_PAGE EXCERPT_.
(begin)

My student today asked me how it is that the Swiss can afford to live here. He said that he finds Switzerland very expensive. I told him that it is expensive, but that in general people are still paid fair wages. As a general economy that means there are little to no low0-level manufacturing jobs in Switzerland and that the country’s industries need to constantly innovate to stay on the forefront of technology and business practices.

Though next to the USA, Switzerland too has a large wealth divide. This is what a recent study by the Credit Suisse has to say about the USA:

“The United States has by far the greatest number of members of the top 1% global wealth group, accounting for 41% of those with wealth exceeding USD 10 million and 32% of the world’s billionaires.”

And here about Switzerland:

“Switzerland has displayed only a small decrease in wealth inequality over the past century. As a consequence, a large proportion of the Swiss population is found in the upper echelons of the world distribution. Fully 1.8% of the global top 1% is Swiss, remarkable for a country with just 0.1% of world population. More than 95% of Swiss adults have assets above USD 10,000 and 50% of the population is worth more than USD 100,000.”

(end)

(Point annotation records)
(begin)

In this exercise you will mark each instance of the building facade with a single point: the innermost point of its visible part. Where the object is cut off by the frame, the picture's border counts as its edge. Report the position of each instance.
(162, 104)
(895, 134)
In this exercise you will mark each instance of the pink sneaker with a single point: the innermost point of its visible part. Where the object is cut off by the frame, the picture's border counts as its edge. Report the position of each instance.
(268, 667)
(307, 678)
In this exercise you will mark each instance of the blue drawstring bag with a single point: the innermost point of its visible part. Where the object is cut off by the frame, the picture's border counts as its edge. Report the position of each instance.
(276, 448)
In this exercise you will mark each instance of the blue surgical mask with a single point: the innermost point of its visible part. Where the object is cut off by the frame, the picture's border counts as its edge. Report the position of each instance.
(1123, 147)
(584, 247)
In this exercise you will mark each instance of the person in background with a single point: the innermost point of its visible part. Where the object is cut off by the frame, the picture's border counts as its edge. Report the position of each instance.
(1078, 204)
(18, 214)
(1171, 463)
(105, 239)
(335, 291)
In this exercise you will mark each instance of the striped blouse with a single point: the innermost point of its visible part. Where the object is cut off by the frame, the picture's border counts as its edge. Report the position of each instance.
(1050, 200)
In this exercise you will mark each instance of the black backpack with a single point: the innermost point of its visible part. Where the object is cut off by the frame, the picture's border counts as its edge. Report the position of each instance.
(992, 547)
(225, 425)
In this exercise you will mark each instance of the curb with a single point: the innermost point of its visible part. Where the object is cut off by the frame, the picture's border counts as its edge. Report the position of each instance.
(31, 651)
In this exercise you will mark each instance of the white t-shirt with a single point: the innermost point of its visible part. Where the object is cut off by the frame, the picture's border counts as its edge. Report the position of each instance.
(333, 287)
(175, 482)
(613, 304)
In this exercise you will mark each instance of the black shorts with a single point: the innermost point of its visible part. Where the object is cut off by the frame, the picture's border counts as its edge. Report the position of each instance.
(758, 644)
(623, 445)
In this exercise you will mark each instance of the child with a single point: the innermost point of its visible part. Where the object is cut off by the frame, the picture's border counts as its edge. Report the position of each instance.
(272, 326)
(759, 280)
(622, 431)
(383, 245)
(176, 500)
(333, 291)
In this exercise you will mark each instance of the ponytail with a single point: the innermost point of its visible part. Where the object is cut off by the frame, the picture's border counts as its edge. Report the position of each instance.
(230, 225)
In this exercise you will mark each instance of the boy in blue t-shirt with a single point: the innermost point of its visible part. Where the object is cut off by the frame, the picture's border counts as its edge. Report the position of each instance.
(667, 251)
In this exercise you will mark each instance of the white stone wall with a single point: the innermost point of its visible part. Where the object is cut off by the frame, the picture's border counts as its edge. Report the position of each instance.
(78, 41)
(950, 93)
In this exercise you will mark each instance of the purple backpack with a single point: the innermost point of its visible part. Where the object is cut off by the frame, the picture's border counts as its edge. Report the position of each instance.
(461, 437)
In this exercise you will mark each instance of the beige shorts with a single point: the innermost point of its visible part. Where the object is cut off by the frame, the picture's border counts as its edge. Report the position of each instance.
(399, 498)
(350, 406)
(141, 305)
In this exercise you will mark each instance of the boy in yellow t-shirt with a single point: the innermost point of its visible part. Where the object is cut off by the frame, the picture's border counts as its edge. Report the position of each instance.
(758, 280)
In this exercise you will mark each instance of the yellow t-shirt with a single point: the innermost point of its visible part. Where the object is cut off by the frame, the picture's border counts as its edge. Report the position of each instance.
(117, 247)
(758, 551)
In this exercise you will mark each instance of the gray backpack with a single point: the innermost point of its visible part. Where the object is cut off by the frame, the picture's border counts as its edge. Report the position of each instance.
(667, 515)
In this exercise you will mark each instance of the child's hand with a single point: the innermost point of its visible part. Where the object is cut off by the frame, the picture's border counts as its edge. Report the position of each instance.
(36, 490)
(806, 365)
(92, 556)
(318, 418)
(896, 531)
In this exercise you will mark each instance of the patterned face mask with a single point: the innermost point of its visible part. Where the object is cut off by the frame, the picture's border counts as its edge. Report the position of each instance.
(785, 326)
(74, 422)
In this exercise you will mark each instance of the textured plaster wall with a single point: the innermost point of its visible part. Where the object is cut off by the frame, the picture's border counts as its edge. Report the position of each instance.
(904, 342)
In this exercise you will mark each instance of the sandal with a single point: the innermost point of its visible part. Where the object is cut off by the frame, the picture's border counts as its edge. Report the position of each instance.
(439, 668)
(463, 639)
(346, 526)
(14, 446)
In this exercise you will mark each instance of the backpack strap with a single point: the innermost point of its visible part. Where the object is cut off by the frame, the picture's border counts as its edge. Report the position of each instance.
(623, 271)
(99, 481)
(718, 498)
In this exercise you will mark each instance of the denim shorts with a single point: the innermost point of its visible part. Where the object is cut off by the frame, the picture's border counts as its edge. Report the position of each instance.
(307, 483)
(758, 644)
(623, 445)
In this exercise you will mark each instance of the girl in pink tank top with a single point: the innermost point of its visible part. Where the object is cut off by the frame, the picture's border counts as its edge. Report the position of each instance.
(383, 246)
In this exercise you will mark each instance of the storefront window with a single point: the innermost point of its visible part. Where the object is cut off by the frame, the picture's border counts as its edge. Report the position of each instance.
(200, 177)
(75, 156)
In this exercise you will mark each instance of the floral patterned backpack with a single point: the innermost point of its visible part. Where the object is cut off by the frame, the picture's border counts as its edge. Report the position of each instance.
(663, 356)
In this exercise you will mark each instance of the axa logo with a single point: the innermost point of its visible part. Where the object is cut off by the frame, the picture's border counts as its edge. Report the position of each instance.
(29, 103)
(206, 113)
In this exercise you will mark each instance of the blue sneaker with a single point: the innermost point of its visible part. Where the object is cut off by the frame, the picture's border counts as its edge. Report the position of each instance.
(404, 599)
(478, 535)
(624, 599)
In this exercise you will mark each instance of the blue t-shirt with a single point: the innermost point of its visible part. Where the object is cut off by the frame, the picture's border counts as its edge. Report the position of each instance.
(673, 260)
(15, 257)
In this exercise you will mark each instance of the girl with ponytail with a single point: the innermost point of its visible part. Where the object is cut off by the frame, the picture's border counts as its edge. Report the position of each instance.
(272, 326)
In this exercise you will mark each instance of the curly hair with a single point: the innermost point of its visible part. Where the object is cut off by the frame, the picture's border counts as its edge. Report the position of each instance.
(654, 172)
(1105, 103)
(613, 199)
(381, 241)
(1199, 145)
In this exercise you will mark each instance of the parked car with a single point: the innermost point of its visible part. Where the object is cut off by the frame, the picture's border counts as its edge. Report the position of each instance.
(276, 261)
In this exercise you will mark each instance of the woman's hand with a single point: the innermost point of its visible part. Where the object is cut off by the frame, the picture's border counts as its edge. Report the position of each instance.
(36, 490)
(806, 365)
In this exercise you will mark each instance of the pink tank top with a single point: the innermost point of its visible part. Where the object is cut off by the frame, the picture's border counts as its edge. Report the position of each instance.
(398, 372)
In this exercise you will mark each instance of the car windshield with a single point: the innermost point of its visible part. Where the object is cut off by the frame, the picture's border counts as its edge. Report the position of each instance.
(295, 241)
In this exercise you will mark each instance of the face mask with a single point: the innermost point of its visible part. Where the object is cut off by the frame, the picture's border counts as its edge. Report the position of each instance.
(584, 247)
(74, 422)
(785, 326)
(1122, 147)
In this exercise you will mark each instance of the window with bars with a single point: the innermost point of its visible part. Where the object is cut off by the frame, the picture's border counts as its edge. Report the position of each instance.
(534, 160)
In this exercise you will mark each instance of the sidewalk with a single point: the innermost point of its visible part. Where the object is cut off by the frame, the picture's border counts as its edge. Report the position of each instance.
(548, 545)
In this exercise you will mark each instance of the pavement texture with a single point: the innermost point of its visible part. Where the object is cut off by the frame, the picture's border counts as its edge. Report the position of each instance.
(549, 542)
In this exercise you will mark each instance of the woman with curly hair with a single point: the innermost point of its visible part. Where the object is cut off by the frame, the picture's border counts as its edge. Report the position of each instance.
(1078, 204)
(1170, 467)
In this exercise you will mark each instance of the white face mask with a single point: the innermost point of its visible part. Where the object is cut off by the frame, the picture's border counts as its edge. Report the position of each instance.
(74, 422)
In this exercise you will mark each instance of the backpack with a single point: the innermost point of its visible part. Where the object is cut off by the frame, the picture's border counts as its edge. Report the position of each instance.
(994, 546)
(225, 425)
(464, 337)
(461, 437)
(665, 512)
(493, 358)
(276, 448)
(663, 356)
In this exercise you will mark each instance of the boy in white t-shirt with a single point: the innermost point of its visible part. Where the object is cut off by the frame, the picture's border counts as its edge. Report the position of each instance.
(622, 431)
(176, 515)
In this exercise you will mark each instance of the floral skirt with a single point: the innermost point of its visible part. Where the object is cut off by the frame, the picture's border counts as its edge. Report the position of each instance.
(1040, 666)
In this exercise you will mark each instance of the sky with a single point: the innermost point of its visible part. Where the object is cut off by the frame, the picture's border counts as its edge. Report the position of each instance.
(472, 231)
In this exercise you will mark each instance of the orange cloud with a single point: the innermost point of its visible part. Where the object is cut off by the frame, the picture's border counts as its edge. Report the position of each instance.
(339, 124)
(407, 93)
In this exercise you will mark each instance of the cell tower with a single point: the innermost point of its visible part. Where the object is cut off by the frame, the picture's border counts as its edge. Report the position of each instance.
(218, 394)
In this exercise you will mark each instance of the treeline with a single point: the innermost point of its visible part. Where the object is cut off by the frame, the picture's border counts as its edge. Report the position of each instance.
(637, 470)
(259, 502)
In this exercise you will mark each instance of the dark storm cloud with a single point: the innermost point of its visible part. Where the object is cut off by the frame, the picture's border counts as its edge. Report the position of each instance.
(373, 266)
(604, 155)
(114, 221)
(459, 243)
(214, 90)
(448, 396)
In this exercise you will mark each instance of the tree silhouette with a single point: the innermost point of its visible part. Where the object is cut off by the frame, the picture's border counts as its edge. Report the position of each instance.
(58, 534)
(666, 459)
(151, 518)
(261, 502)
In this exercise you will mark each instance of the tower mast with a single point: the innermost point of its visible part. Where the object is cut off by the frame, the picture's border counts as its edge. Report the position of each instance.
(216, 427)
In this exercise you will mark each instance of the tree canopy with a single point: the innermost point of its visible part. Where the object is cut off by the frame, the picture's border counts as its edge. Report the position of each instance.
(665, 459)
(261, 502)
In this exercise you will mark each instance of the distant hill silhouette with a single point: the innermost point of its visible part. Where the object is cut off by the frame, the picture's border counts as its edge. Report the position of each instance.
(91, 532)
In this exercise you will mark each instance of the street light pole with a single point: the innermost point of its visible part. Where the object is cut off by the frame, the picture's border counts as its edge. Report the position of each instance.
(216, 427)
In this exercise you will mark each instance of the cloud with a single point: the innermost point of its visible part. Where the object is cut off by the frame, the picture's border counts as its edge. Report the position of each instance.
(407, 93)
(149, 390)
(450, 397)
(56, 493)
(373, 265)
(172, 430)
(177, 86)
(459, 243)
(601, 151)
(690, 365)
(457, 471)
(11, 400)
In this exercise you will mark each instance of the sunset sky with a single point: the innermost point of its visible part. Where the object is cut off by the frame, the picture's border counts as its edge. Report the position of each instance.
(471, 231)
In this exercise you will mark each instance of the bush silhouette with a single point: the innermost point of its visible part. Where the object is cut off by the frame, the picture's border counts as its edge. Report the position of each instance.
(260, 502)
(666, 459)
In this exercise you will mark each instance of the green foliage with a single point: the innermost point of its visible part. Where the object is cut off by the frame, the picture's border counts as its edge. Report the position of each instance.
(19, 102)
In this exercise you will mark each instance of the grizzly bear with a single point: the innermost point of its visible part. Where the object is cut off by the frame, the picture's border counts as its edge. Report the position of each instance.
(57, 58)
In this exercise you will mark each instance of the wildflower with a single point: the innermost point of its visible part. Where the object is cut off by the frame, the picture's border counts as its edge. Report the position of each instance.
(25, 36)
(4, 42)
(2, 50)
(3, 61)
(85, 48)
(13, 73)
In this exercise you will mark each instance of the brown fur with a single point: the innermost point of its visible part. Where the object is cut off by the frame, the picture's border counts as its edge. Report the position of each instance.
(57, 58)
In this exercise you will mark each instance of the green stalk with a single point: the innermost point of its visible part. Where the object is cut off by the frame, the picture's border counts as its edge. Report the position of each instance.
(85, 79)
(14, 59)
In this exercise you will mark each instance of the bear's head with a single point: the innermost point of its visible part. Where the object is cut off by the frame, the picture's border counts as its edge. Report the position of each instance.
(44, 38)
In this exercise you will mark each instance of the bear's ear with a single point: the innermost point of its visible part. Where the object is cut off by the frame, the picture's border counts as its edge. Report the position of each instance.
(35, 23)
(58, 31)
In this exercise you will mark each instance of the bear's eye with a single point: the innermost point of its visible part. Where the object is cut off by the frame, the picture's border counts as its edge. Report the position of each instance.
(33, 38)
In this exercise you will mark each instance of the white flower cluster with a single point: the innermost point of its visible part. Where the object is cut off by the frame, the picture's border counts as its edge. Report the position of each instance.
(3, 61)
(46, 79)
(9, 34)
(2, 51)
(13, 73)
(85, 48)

(end)

_TASKS_.
(a) Find each line of the records that contains the string "cloud" and copy it out. Matching is case-sensitive.
(b) Write the next part of the passage on Swiss wages and wealth, starting after its last quoted sentence.

_RESULTS_.
(a)
In this exercise you will mark each instance of the orange cloud with a single point: the innermost point of its visible part. Where the object is cut off by the frame, the picture's border counts as its edge. Report the position of each instance.
In this exercise you will mark each instance of the dark storm cloud with a single point: the innermost point of its visible part. Where the object is cut off by the frame, the picture's border counts as its edge. Report the position of each instance.
In this exercise you will mark each instance of the cloud with a single point: the innermost point of its visible part. Where the object is cut off by the frame, the picture's border counts as its edge. Report the position of each instance.

(b)
Despite the highest earners in Switzerland being lightyears in front of the middle class, the middle class in Switzerland is much better situated than the middle class in the USA.

The wealth divide in the USA is what is causing its biggest problems. The government and industry in the USA needs to look at ways of increasing the position of the middle class. People need to be able to work and earn enough to live a good life. According to OECD statistics Switzerland with its low taxation rate brings in more percentage wise in taxes than the USA. The reason is two pronged. First there are so many loopholes in the American tax code that some big players are not paying anything (GE for instance). But equally bad is that almost 50% of Americans don’t make enough money to be taxed.

Conservatives think that everyone should pay taxes, but forcing the poorest people to pay taxes will only cause them and the economy to suffer more. Liberal views of increasing taxes on the highest earners will only scare them away. The idea approach is to get the working poor to be working and middle class tax payers and to eliminate the tax loops so that the already implemented taxes are paid and not subverted. If that’s correctly done, there could even be drops in taxes, as more people would be contributing.

Interestingly enough Walmart is a great example for illustrating good and bad economic policies.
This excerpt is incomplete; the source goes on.